The exercise> Copy out the passage of the mobile tips page that begins with "- - Posted by daniel.hunt" and ends with "your desktop browser.". Replace every "images" with "graphics".

Text extract>
+++

Mobile Tips
On this page we provide an archive of our mobile tips. Tips are short & simple pieces of advice designed to help you improve your development effectiveness, one bite-sized chunk at a time.
If you have a tip to share, please submit it here and it will be added to the list.
- - Posted by ruadhan on 17 Dec 2009
- Use Google Analytics for Mobile Tracking
- Google Analytics can track traffic to your mobile website from all web-enabled devices, whether or not the device runs JavaScript. This is made possible by adding a server side code snippet to your mobile website. To install the code snippet, select "Advanced" from the "Add new profile" setup wizard within Google Analytics, and select the radio button, "A site built for a mobile phone". PHP, Perl, JSP and ASPX sites all supported. Simply copy the code displayed into every page you want tracked and you will have harnessed the awesome power of Google Analytics to track your mobile visits!
- - Posted by ruadhan on 14 Oct 2009
- Can't touch this!
- Network operators often install transcoding technologies on their WAP Gateways. Transcoding proxies attempt to automatically transform content to make it more suitable for mobile access. However, since this is an automatic process the result to your site can often be sub-optimal. If you have developed a mobile-optimized site, then your content is already be fit for mobile consumption; transcoding it may well ruin the mobile user-experience that you worked hard to create.
- - Posted by daniel.hunt on 08 Oct 2009
- Think mobile
- When you're working on a site or app for a mobile device, always remember to think mobile! Overuse of stylesheets, images, ads or even content can be detrimental to your cause, so follow these quick guidelines to make sure your mobile masterpiece is fully accessible to your users on the move: Don't overdo it with images - your users will be much more likely to return if they don't have to download 2MB of images on every page
- - Posted by ronan on 06 Oct 2009
- Opera Mini on desktop
- Opera Mini can be run on the desktop also. This is very useful for testing how your sites will work on this browser, something that is becoming increasingly important as Opera Mini gains popularity. This is not a simulator or emulator -- it's the full Opera Mini running in a J2EE container: run Opera Mini in your desktop browser.

+++

Record excerpts>
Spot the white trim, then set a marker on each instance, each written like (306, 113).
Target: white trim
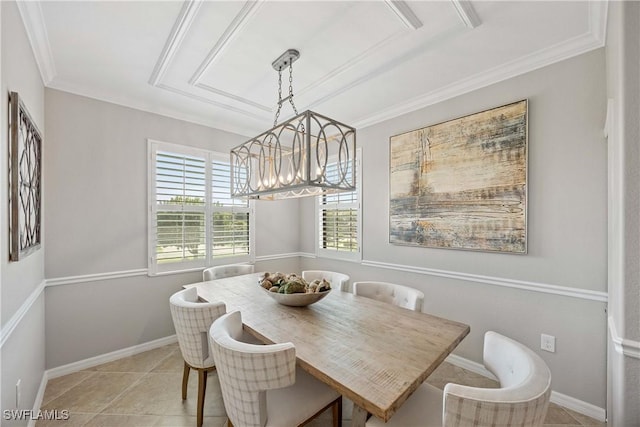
(579, 406)
(466, 13)
(404, 13)
(211, 101)
(509, 283)
(278, 256)
(542, 58)
(34, 25)
(623, 346)
(632, 347)
(58, 281)
(180, 28)
(563, 400)
(598, 11)
(246, 101)
(17, 317)
(37, 403)
(247, 11)
(470, 365)
(109, 357)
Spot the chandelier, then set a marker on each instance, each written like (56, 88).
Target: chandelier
(309, 154)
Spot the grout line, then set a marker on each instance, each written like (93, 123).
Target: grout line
(135, 383)
(123, 391)
(44, 403)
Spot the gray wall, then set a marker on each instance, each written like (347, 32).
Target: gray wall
(96, 224)
(623, 90)
(22, 354)
(567, 228)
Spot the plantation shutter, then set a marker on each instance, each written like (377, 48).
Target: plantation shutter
(339, 221)
(231, 217)
(192, 220)
(179, 221)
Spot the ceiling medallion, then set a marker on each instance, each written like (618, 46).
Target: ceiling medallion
(308, 154)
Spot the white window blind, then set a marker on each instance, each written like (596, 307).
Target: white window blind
(339, 221)
(230, 216)
(193, 221)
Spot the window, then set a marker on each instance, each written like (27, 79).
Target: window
(338, 217)
(193, 221)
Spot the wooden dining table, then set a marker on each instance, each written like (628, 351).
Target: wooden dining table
(374, 353)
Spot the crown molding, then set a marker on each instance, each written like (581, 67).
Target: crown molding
(544, 288)
(36, 29)
(467, 13)
(542, 58)
(404, 14)
(126, 101)
(239, 21)
(180, 29)
(598, 12)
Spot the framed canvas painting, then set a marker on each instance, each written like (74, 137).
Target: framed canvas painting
(462, 184)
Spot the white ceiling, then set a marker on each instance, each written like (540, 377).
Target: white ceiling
(360, 63)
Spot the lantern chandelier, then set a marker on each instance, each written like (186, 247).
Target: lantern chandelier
(306, 155)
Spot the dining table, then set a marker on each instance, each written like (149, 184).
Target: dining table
(374, 353)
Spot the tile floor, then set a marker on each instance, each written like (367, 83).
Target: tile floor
(144, 390)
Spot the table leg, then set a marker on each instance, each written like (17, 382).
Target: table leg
(359, 416)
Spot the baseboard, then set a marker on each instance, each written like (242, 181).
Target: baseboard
(108, 357)
(37, 403)
(563, 400)
(579, 406)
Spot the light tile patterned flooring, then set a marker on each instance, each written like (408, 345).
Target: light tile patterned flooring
(144, 390)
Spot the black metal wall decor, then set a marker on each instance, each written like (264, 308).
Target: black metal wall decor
(25, 181)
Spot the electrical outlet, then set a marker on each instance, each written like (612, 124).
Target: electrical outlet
(18, 393)
(548, 343)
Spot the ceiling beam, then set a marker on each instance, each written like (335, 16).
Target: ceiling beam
(33, 20)
(467, 13)
(180, 28)
(404, 13)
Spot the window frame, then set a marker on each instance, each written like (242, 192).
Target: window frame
(355, 256)
(155, 268)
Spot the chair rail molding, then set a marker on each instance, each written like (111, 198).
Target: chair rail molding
(569, 402)
(497, 281)
(58, 281)
(17, 317)
(622, 345)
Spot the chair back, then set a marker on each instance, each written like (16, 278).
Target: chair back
(522, 400)
(192, 320)
(222, 271)
(246, 371)
(400, 295)
(338, 280)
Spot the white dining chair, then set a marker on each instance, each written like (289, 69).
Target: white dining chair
(392, 293)
(261, 386)
(521, 400)
(192, 320)
(222, 271)
(338, 280)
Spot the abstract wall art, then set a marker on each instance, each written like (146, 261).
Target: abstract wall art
(462, 184)
(25, 185)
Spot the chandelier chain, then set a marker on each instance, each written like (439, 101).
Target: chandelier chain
(295, 110)
(275, 120)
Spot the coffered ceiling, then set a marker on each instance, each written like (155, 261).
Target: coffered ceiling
(361, 62)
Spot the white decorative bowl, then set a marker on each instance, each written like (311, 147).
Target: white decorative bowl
(296, 300)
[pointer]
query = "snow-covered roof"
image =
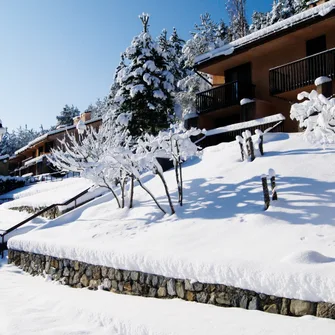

+++

Output for this exercise>
- - Posted by daniel.hunt on 08 Oct 2009
- Think mobile
- When you're working on a site or app for a mobile device, always remember to think mobile! Overuse of stylesheets, graphics, ads or even content can be detrimental to your cause, so follow these quick guidelines to make sure your mobile masterpiece is fully accessible to your users on the move: Don't overdo it with graphics - your users will be much more likely to return if they don't have to download 2MB of graphics on every page
- - Posted by ronan on 06 Oct 2009
- Opera Mini on desktop
- Opera Mini can be run on the desktop also. This is very useful for testing how your sites will work on this browser, something that is becoming increasingly important as Opera Mini gains popularity. This is not a simulator or emulator -- it's the full Opera Mini running in a J2EE container: run Opera Mini in your desktop browser.